## Excerpt to read
________________
I'd start by creating a hex dump of the data. Figure it's probably blocked in some power-of-two-sized chunks. Start looking for repeating patterns. Think about what kind of data they're probably sending. Either they're recording each heart beat individually, or they're recording whatever the sensor is sending at fixed intervals. If it's individual beats, then there's going to be a time delta (since the last beat), a duration, and a max or avg strength of some sort. If it's fixed intervals, then it'll probably be a simple vector of readings. There'll probably be a preamble of some sort, with a start timestamp and the sampling rate. You can try decoding the timestamp yourself, or you might try simply feeding it to ctime() and see if they're using standard absolute time format.
Keep in mind that lots of cheap A/D converters only produce 12-bit outputs, so your readings are unlikely to be larger than 16 bits (and the high-order 4 bits may be used for flags). I'd recommend resetting the device so that it's "blank", dumping and storing the contents, then take a set of readings, record the results (whatever the device normally reports), then dump the contents again and try to correlate the recorded results with whatever data appeared after the "blank" dump.
Unsure if this is what you're looking for but Garmin has created an API that runs with your browser. It seems OSX is supported, as well as Windows browsers... I would try it from Google Chromium to see if it can be used instead of this reverse engineering...
________________
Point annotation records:
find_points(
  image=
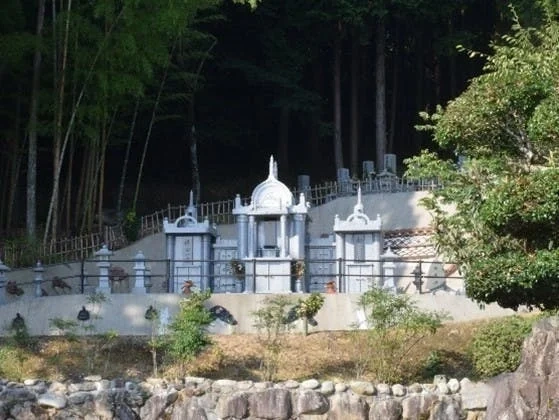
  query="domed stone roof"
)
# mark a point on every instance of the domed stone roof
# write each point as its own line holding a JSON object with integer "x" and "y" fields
{"x": 271, "y": 196}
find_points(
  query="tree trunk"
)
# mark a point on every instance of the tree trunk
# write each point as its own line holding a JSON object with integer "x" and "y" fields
{"x": 81, "y": 193}
{"x": 394, "y": 92}
{"x": 380, "y": 98}
{"x": 15, "y": 165}
{"x": 337, "y": 86}
{"x": 354, "y": 125}
{"x": 126, "y": 158}
{"x": 193, "y": 147}
{"x": 283, "y": 138}
{"x": 31, "y": 211}
{"x": 57, "y": 158}
{"x": 314, "y": 135}
{"x": 191, "y": 130}
{"x": 148, "y": 136}
{"x": 69, "y": 128}
{"x": 419, "y": 88}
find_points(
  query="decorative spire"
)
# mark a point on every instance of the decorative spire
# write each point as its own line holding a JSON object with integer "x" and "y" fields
{"x": 358, "y": 208}
{"x": 191, "y": 209}
{"x": 272, "y": 168}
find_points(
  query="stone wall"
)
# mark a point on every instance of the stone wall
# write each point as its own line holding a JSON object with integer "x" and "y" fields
{"x": 125, "y": 312}
{"x": 204, "y": 399}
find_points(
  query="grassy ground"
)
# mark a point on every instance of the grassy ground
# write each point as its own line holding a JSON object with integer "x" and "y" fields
{"x": 323, "y": 355}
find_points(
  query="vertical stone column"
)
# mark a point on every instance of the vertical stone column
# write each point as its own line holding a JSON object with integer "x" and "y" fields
{"x": 251, "y": 236}
{"x": 104, "y": 264}
{"x": 138, "y": 287}
{"x": 242, "y": 221}
{"x": 171, "y": 240}
{"x": 299, "y": 251}
{"x": 340, "y": 254}
{"x": 3, "y": 269}
{"x": 388, "y": 270}
{"x": 283, "y": 236}
{"x": 205, "y": 256}
{"x": 38, "y": 278}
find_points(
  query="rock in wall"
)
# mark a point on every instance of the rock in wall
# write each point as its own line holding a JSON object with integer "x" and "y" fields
{"x": 194, "y": 398}
{"x": 532, "y": 391}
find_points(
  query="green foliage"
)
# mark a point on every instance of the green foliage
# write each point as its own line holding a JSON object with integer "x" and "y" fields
{"x": 12, "y": 362}
{"x": 131, "y": 226}
{"x": 497, "y": 346}
{"x": 188, "y": 336}
{"x": 64, "y": 327}
{"x": 432, "y": 365}
{"x": 270, "y": 321}
{"x": 395, "y": 327}
{"x": 308, "y": 308}
{"x": 156, "y": 342}
{"x": 498, "y": 214}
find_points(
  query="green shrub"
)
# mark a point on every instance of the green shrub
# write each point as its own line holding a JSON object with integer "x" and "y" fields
{"x": 271, "y": 323}
{"x": 496, "y": 347}
{"x": 188, "y": 336}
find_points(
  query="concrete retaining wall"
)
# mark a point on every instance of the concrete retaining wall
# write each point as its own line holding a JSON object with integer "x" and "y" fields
{"x": 125, "y": 313}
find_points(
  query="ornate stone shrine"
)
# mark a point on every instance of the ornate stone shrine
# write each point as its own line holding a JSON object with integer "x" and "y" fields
{"x": 270, "y": 234}
{"x": 272, "y": 251}
{"x": 358, "y": 243}
{"x": 189, "y": 249}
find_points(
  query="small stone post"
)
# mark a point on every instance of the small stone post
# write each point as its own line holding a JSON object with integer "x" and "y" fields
{"x": 104, "y": 264}
{"x": 139, "y": 284}
{"x": 388, "y": 270}
{"x": 38, "y": 279}
{"x": 147, "y": 280}
{"x": 3, "y": 269}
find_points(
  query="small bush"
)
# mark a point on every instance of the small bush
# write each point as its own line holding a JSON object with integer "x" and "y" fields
{"x": 188, "y": 336}
{"x": 496, "y": 347}
{"x": 395, "y": 326}
{"x": 271, "y": 323}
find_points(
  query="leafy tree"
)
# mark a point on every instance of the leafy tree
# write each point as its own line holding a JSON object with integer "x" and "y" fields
{"x": 497, "y": 346}
{"x": 188, "y": 336}
{"x": 502, "y": 222}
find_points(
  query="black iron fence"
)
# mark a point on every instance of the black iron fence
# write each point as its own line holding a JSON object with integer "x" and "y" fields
{"x": 257, "y": 275}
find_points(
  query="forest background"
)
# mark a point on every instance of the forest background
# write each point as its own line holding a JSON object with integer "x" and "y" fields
{"x": 125, "y": 104}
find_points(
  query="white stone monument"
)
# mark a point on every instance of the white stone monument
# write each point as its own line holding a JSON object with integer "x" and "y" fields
{"x": 189, "y": 246}
{"x": 359, "y": 245}
{"x": 270, "y": 235}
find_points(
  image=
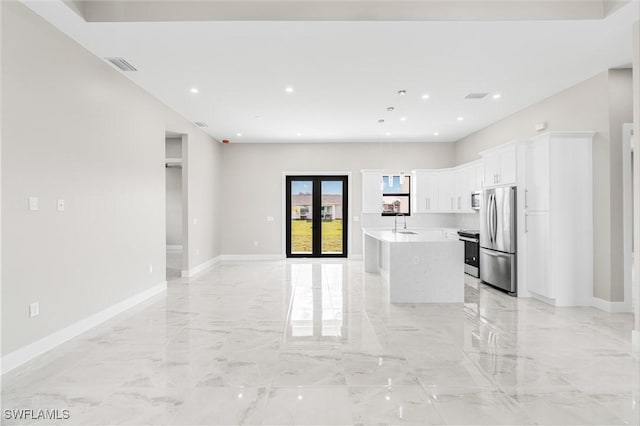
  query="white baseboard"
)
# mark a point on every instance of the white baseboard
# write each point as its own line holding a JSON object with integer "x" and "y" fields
{"x": 201, "y": 267}
{"x": 611, "y": 307}
{"x": 29, "y": 352}
{"x": 249, "y": 257}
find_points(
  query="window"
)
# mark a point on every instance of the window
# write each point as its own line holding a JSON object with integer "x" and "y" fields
{"x": 396, "y": 195}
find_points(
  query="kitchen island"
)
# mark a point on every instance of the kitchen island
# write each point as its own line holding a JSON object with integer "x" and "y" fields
{"x": 423, "y": 266}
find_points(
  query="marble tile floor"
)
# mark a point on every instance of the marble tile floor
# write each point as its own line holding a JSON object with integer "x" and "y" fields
{"x": 317, "y": 343}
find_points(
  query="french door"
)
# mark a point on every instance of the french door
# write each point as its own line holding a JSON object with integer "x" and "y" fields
{"x": 316, "y": 216}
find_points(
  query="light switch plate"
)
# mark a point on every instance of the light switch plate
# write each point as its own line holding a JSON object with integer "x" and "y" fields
{"x": 34, "y": 309}
{"x": 33, "y": 204}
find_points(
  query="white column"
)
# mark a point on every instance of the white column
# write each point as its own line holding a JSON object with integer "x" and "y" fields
{"x": 636, "y": 167}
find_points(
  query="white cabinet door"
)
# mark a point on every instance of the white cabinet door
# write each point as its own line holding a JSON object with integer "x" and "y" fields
{"x": 491, "y": 163}
{"x": 371, "y": 192}
{"x": 538, "y": 253}
{"x": 426, "y": 191}
{"x": 536, "y": 192}
{"x": 446, "y": 190}
{"x": 507, "y": 172}
{"x": 478, "y": 177}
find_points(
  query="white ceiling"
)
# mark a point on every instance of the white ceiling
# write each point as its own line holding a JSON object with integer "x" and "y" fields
{"x": 346, "y": 73}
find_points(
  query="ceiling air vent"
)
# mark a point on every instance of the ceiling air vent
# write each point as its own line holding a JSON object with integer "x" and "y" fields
{"x": 476, "y": 95}
{"x": 121, "y": 64}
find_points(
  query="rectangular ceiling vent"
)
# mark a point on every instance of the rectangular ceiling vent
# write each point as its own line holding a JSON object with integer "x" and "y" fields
{"x": 121, "y": 64}
{"x": 476, "y": 95}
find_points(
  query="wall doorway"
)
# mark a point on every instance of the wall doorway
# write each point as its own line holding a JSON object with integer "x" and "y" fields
{"x": 175, "y": 206}
{"x": 316, "y": 216}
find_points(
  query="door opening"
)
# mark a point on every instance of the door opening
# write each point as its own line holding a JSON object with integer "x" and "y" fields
{"x": 317, "y": 212}
{"x": 175, "y": 234}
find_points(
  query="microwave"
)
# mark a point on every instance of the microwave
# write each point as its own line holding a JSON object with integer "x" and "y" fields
{"x": 475, "y": 200}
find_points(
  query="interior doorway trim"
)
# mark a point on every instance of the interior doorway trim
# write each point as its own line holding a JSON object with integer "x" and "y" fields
{"x": 283, "y": 201}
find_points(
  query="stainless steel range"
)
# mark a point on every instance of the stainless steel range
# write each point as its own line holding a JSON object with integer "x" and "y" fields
{"x": 471, "y": 239}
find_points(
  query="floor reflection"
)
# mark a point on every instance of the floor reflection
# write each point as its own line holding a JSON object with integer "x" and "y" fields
{"x": 318, "y": 300}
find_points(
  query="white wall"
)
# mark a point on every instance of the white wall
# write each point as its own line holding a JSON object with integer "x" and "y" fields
{"x": 76, "y": 129}
{"x": 253, "y": 184}
{"x": 586, "y": 106}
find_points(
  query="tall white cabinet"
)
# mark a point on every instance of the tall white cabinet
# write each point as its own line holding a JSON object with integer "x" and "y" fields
{"x": 558, "y": 203}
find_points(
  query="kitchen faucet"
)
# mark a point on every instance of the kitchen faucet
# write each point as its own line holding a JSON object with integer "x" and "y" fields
{"x": 395, "y": 222}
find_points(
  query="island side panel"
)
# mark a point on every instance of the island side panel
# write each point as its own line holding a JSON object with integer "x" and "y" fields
________________
## Set tasks
(1) Answer these from the forum excerpt:
(a) What standard function could the timestamp be fed to?
(b) How many bits do lots of cheap A/D converters produce?
(c) From which browser would the last poster try Garmin's API?
(2) Write out the forum excerpt between "Keep in mind" and "this reverse engineering...", inclusive.
You won't need the records.

## Exercise solutions
(1)
(a) ctime()
(b) 12 bits
(c) Google Chromium

(2)
Keep in mind that lots of cheap A/D converters only produce 12-bit outputs, so your readings are unlikely to be larger than 16 bits (and the high-order 4 bits may be used for flags). I'd recommend resetting the device so that it's "blank", dumping and storing the contents, then take a set of readings, record the results (whatever the device normally reports), then dump the contents again and try to correlate the recorded results with whatever data appeared after the "blank" dump.
Unsure if this is what you're looking for but Garmin has created an API that runs with your browser. It seems OSX is supported, as well as Windows browsers... I would try it from Google Chromium to see if it can be used instead of this reverse engineering...